- [Records from a dataset]
• • •
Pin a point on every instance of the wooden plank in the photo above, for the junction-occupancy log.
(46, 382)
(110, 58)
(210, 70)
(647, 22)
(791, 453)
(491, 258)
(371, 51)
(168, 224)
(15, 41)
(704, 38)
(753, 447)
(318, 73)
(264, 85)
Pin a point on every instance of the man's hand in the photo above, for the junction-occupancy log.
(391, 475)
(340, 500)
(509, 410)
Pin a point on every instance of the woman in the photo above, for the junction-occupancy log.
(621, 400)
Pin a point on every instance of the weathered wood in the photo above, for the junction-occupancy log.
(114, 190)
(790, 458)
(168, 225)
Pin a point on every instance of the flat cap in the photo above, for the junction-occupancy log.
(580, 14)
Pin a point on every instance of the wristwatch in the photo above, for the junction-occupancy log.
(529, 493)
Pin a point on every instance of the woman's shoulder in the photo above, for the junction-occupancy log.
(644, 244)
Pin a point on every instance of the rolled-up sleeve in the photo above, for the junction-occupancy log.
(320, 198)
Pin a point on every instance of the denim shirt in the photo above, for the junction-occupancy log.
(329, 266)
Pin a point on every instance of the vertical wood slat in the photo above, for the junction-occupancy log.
• • •
- [TASK INSTRUCTIONS]
Update the records above so that "Pin a point" becomes "Place a marker" wherever it appears, with everything else kept the same.

- [COMPLETED TASK]
Place a marker on every instance of the wooden plank in the photo above, for the junction-occupancy log.
(46, 382)
(110, 58)
(210, 70)
(647, 22)
(791, 453)
(491, 258)
(371, 51)
(168, 224)
(15, 41)
(704, 38)
(753, 447)
(318, 73)
(264, 85)
Place a marker on every instance of the man's hand in the photo above, for the junction-occupancy log.
(391, 475)
(340, 500)
(509, 410)
Place a marker on every instance of the woman in the photo above, for the junction-occupancy log.
(621, 400)
Place a marker on every instance of the weathered wood in the photo above, for the junction-occupancy log.
(114, 190)
(790, 458)
(168, 225)
Place a marker on every instance of the flat cap in the photo above, for the junction-occupancy log.
(580, 14)
Place a marker on every instance of the wristwatch in the photo above, for the junction-occupancy log.
(529, 493)
Place a marker on every instance of the woman's shoulder in the photo above, for the junction-occupancy log.
(644, 244)
Place a marker on every instance of the rolled-up sleeve in the photo above, for the junction-occupancy log.
(320, 198)
Place a marker on every instance of the denim shirt in the photo above, for the junction-occupancy log.
(329, 266)
Place a marker on every instance of the vertical wood slat in the photo above, for the junction-occupancy log.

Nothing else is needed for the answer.